WRITTEN EXERCISE →
Select each line in the records below that contains the string "marking".

RECORDS FOR THIS TASK →
** Begin **
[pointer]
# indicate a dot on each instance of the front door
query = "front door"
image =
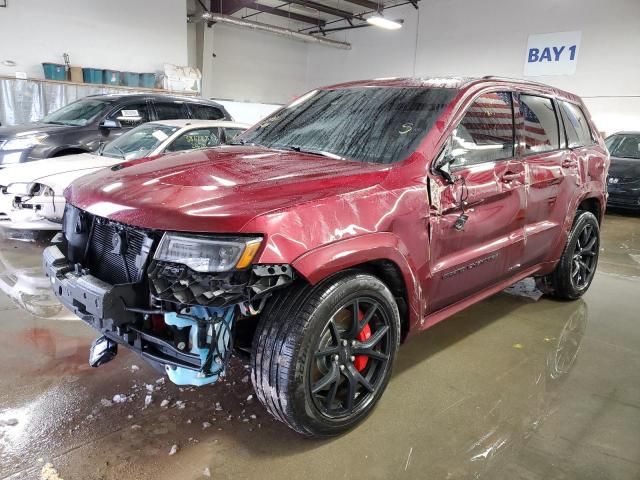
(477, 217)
** End **
** Begin **
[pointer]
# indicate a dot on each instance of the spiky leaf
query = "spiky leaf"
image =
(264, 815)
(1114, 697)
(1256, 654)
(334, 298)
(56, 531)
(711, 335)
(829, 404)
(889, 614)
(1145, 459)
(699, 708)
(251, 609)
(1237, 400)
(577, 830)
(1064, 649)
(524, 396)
** End **
** Begin **
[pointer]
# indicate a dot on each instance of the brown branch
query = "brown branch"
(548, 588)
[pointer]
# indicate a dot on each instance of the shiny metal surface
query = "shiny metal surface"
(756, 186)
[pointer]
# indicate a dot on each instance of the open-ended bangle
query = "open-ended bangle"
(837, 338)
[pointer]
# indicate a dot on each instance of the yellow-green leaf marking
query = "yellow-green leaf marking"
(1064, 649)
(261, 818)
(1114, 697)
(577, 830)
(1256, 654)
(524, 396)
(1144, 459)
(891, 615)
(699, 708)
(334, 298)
** End **
ANSWER TO THE PROBLEM →
# indicate a dot on each instance of the yellow-green leaf marking
query = "yellow-green leaf marking"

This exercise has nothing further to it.